### Stated task
Rewrite all the rows below, changing "Spot" to "Locate" wherever it appears and leaving everything else as it is.

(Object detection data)
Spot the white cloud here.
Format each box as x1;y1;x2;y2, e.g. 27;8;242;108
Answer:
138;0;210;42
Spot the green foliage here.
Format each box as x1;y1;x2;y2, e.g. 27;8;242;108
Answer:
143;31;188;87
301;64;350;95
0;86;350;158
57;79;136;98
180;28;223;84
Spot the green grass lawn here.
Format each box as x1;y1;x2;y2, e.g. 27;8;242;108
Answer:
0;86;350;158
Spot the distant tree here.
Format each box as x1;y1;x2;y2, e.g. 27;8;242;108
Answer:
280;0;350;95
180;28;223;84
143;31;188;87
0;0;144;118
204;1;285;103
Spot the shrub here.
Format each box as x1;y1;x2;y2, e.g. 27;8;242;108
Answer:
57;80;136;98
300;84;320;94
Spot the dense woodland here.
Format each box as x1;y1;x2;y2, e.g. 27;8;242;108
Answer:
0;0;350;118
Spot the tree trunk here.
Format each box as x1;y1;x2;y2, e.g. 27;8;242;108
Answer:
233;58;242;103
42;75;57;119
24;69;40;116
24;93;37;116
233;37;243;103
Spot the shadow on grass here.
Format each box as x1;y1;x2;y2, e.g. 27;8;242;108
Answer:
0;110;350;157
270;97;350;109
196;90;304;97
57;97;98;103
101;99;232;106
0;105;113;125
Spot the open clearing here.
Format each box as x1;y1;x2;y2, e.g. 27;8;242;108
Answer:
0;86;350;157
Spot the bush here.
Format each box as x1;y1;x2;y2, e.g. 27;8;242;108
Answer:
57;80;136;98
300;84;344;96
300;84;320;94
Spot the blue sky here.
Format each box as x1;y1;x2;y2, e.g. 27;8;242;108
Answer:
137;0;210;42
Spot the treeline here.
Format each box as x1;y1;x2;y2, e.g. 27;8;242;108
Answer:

### Written solution
Locate the white cloud here.
Format each box as x1;y1;x2;y2, e.g. 27;8;242;108
Answer:
138;0;210;42
Locate the green foliage here.
Format each box as x1;y1;x2;y2, e.g. 27;8;242;108
Answer:
143;31;188;87
301;64;350;95
0;86;350;158
57;79;136;98
180;28;223;84
Locate the green grass lawn here.
Format each box as x1;y1;x2;y2, e.g. 27;8;242;108
Answer:
0;86;350;158
Locate the distant tree here.
Format each box as x1;y1;x2;y2, e.g. 27;8;242;108
Answer:
280;0;350;95
180;28;223;84
143;31;188;87
0;0;144;118
204;1;285;103
Locate the shrub here.
Format each box as x1;y1;x2;y2, e.g. 27;8;242;108
Answer:
57;80;136;98
300;84;320;94
Locate the dense woodland here.
Format each box as x1;y1;x2;y2, e.g. 27;8;242;108
Answer:
0;0;350;118
Locate the tree trunk here.
Format each box as x1;y1;x2;y2, e.g. 27;8;242;108
Answer:
233;58;242;103
42;75;57;119
24;69;40;116
24;93;37;116
233;37;243;103
Locate the shadow on grass here.
Format each box as x1;y1;x2;y2, e.g. 27;8;242;108
Answer:
0;110;350;157
270;97;350;109
196;90;304;97
57;97;98;103
101;99;232;106
0;105;113;125
Locate the open clearing here.
Format each box as x1;y1;x2;y2, e.g. 27;8;242;108
Answer:
0;86;350;157
Locate the bush here.
Format each box as x1;y1;x2;y2, e.g. 27;8;242;108
Answer:
57;80;136;98
300;84;344;96
300;84;320;94
Locate the blue sky here.
Format each box as x1;y1;x2;y2, e.g. 27;8;242;108
Answer:
137;0;210;42
Locate the treeline here.
Format each box as x1;y1;x2;y2, e.g. 27;8;242;108
Answer:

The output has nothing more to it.